• _Work item_: Please answer from the passage below about Fort Clark Trading Post: in what year did James Kipp build the trading post?

• _Given passage_:

State historic site of North Dakota, United States

Fort Clark Trading Post State Historic Site was once the home to a Mandan and later an Arikara settlement. Over the course of its history it also had two factories (trading posts). Today only archeological remains survive at the site located eight miles west of Washburn, North Dakota, United States.

==History==
In 1822, the Mandan tribe built a settlement with earth-covered lodges on the bluffs of the Missouri River. In 1830, a representative of the American Fur Company named James Kipp built Fort Clark Trading Post south of the village. The first steamboat to journey up the upper-Missouri River was the Yellowstone which arrived in 1832 carrying 1,500 gallons of goods and liquor. George Catlin visited in 1832, and Karl Bodmer and Prince Maximilian of Wied-Neuwied stayed the winter of 1833-1834. In 1837, the steamboat St. Peters docked at the village carrying passengers infected with smallpox, and sparking the 1837 Great Plains smallpox epidemic. As the disease swept through the village, it wiped out approximately ninety percent of the inhabitants. In 1838, the nearby Arikara tribe moved into the abandoned village. In 1850, another trading post was built by Charles Primeau. In 1851, a cholera outbreak occurred and then a smallpox outbreak in 1856. When an attack by the Dakota happened in 1861, the fort was permanently abandoned.

==Historic site==
Most of the site has been owned by the state since 1889. A total of 125 acre in two sections of the state historic site were listed on the National Register of Historic Places in 1986 as Fort Clark Archeological District.

More than 2,200 features on the surface from the ruins of houses and graves still exist. Lodge depressions are also visible along with an unmarked cemetery with more than 800 graves. The site is operated by the North Dakota State Historical Society.

• _Entries supplied_:
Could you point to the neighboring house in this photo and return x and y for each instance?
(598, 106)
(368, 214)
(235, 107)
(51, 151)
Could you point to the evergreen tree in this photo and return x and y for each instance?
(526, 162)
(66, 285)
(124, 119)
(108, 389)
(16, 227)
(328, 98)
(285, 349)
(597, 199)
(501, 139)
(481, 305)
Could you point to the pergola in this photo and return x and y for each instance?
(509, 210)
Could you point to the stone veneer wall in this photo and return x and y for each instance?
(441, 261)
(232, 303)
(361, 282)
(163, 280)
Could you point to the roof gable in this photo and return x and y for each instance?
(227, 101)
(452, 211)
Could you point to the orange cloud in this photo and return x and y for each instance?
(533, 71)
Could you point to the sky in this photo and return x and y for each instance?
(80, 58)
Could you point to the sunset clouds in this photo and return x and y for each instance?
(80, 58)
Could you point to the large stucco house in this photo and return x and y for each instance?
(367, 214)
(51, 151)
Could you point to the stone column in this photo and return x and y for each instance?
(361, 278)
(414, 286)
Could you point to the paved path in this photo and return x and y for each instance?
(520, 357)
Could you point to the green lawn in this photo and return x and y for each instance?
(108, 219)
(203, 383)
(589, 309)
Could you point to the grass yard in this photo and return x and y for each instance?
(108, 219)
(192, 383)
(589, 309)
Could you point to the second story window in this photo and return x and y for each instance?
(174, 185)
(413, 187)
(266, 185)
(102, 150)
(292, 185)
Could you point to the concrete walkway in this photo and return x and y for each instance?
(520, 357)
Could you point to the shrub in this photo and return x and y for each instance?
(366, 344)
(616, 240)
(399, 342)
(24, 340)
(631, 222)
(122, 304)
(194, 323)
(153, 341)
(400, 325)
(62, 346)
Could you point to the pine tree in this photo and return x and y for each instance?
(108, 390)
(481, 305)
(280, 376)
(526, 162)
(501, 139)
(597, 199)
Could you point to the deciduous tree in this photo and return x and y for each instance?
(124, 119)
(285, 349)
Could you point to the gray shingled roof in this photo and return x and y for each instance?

==

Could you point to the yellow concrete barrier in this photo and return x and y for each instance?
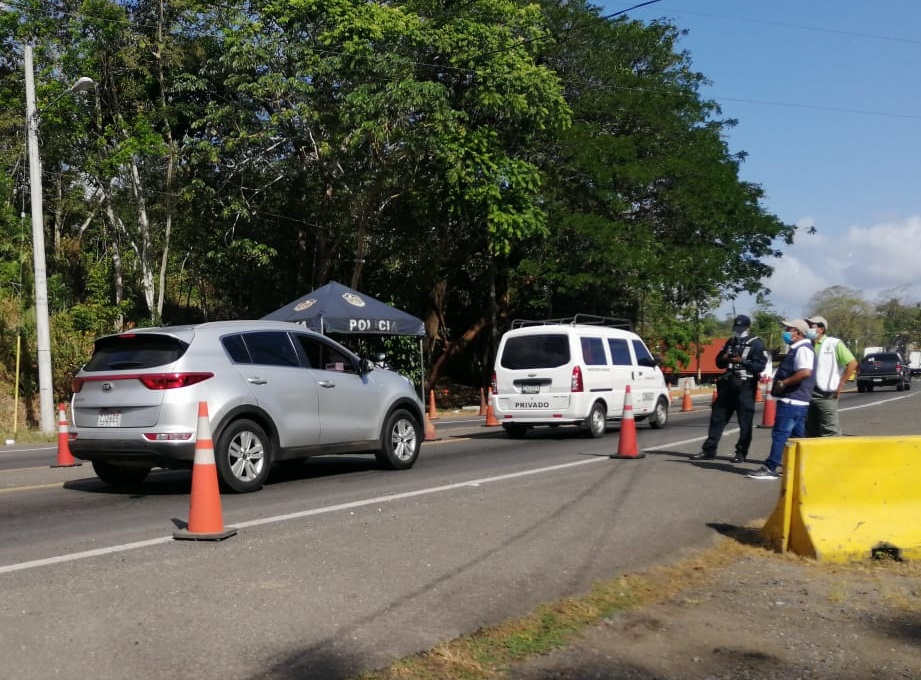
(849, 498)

--

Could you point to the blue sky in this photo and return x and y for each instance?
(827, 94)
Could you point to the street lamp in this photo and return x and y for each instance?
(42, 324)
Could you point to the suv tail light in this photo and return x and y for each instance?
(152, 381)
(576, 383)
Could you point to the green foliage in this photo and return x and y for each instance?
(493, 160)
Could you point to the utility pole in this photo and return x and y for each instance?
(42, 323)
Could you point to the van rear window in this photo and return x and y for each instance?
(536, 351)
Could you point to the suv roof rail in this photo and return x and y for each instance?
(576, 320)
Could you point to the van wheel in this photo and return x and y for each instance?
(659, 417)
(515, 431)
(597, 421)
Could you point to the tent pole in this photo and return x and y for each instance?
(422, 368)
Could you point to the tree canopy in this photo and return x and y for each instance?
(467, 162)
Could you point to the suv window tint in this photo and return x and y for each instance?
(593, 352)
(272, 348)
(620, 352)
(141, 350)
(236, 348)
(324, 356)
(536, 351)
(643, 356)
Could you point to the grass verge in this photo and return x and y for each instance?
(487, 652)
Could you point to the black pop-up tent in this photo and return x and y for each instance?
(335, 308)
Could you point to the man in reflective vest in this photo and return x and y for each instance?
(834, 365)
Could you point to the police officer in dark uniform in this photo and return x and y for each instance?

• _Exercise result_: 1830